* _EXTRACTED DATA_

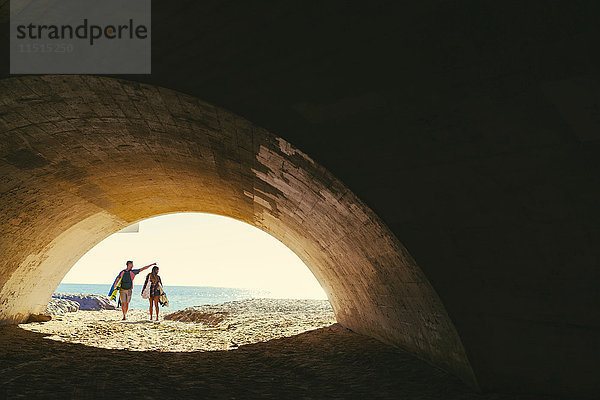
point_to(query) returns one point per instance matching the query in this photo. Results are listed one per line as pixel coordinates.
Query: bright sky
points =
(201, 250)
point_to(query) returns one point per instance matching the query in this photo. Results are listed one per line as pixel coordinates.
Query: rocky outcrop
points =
(87, 302)
(58, 306)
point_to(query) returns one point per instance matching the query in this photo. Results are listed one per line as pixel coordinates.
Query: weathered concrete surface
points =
(83, 157)
(470, 127)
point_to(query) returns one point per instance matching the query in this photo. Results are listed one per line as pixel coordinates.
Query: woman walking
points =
(153, 279)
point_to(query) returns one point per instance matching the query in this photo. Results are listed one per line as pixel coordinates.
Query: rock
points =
(58, 306)
(39, 318)
(88, 302)
(191, 315)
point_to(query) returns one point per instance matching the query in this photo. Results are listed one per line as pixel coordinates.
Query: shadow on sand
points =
(331, 362)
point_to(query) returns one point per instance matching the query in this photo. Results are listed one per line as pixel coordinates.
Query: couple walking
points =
(124, 283)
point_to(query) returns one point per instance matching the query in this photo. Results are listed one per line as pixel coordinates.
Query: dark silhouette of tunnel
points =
(465, 135)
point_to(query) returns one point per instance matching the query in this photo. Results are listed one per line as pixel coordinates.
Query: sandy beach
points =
(219, 327)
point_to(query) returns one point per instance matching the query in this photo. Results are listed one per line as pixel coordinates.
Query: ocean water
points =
(180, 297)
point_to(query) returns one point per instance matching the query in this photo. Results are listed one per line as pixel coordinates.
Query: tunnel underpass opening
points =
(229, 284)
(83, 157)
(198, 250)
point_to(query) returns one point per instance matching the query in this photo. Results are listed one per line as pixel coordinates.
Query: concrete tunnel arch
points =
(81, 157)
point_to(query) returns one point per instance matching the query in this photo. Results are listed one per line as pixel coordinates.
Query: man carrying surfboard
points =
(124, 284)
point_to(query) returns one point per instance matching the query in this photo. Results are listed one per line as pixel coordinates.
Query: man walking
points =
(125, 285)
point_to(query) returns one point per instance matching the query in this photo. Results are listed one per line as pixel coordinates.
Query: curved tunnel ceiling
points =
(83, 157)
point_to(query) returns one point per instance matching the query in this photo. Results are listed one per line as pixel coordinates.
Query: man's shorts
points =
(125, 295)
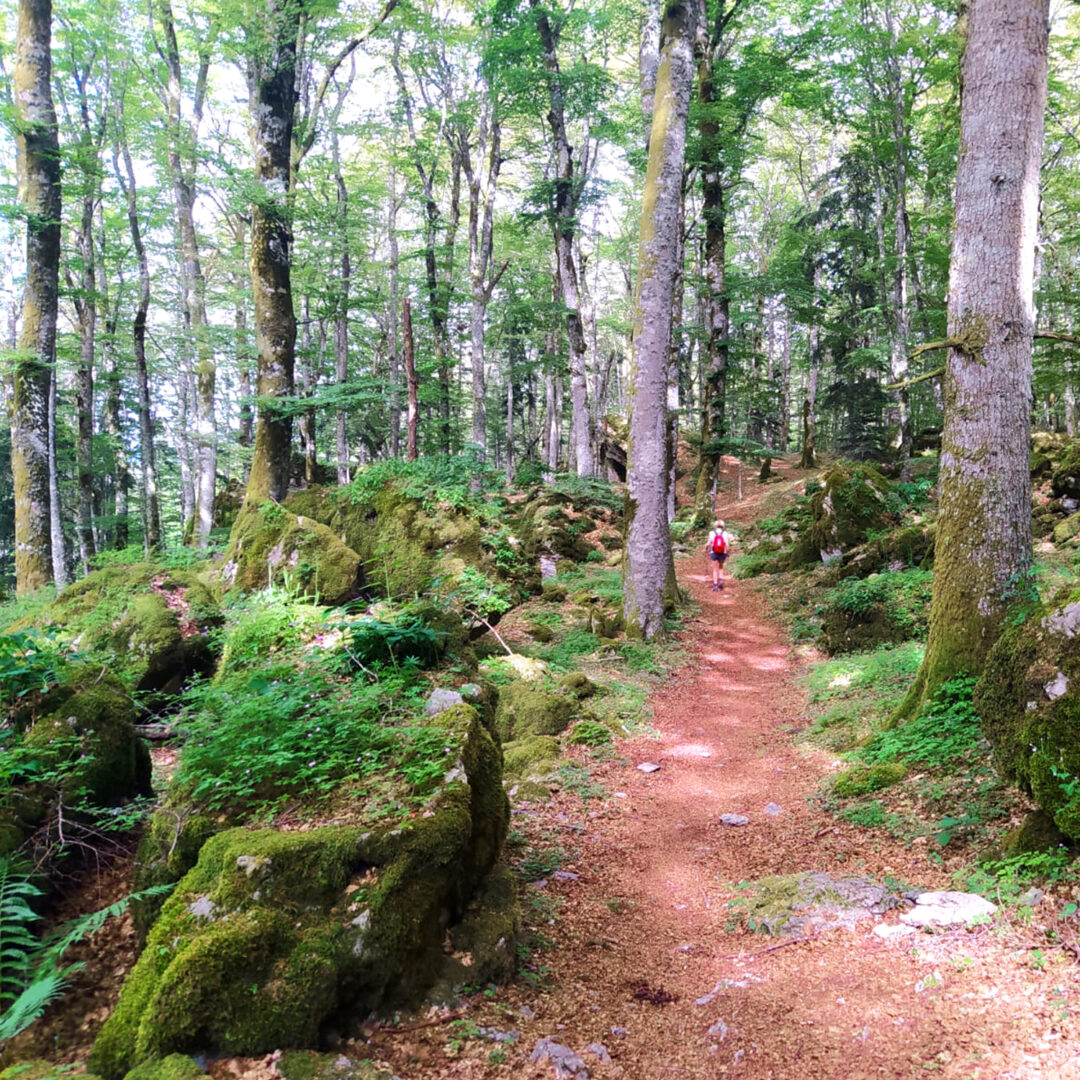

* _WORK ORDER_
Each line of the listing that contains the word "walking" must be copied.

* _RESPONSE TO THIS TASK_
Query: woman walking
Query: couple walking
Query: man walking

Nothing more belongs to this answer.